▶ _Set exercise_
Return every one of the following records verbatim, leaving the pictures out of your answer.

▶ _Data_

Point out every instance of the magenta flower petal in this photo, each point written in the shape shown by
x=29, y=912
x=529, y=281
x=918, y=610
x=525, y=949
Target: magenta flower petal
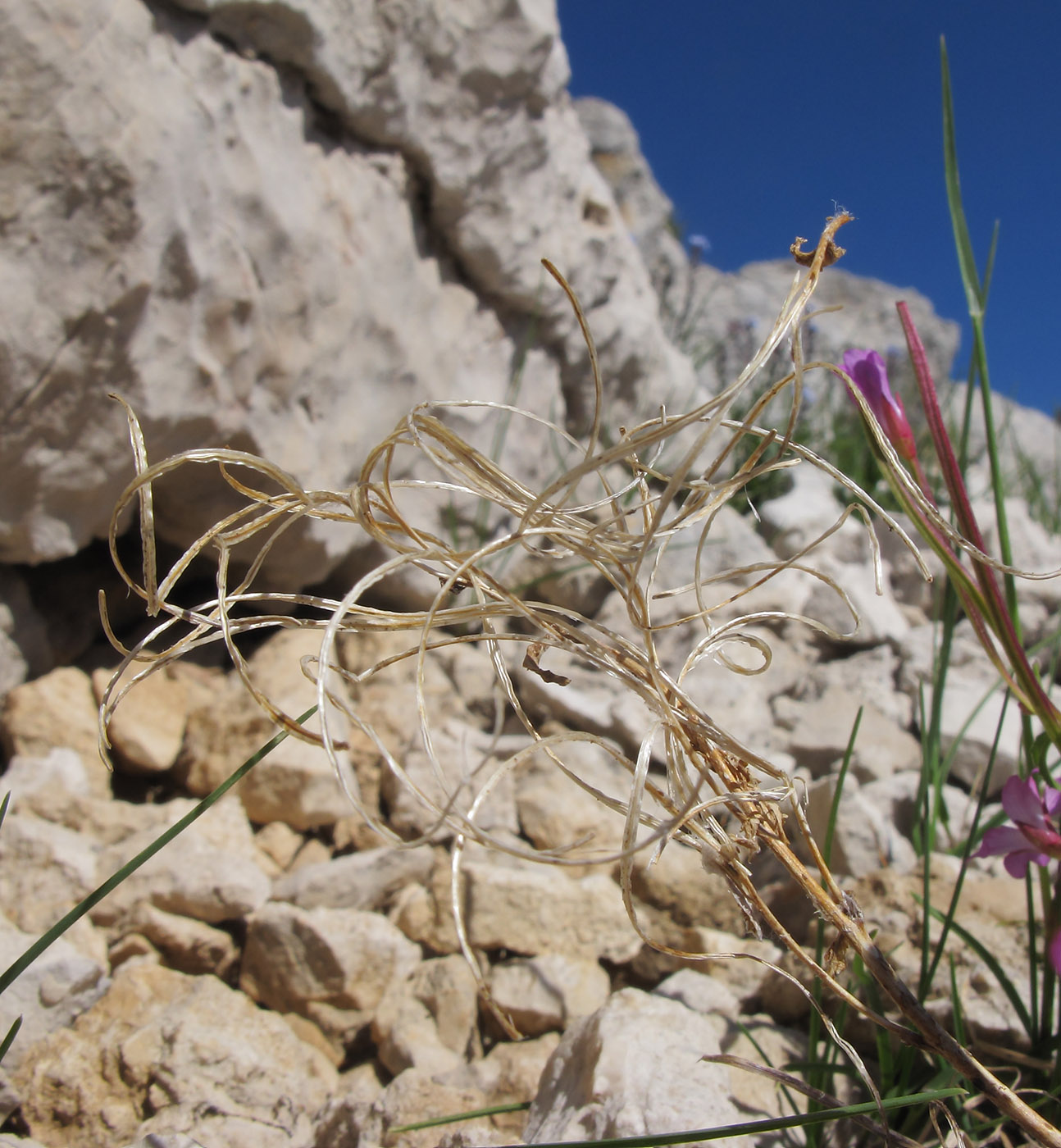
x=868, y=373
x=1022, y=803
x=1017, y=863
x=1001, y=840
x=1054, y=950
x=1052, y=800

▶ _Finished exercise_
Point out every instance of the magenta flower petal in this photo, each point written in the shape shown by
x=29, y=912
x=529, y=281
x=918, y=610
x=525, y=949
Target: magenta flower petal
x=868, y=373
x=1022, y=803
x=1017, y=863
x=1001, y=840
x=1054, y=950
x=1052, y=800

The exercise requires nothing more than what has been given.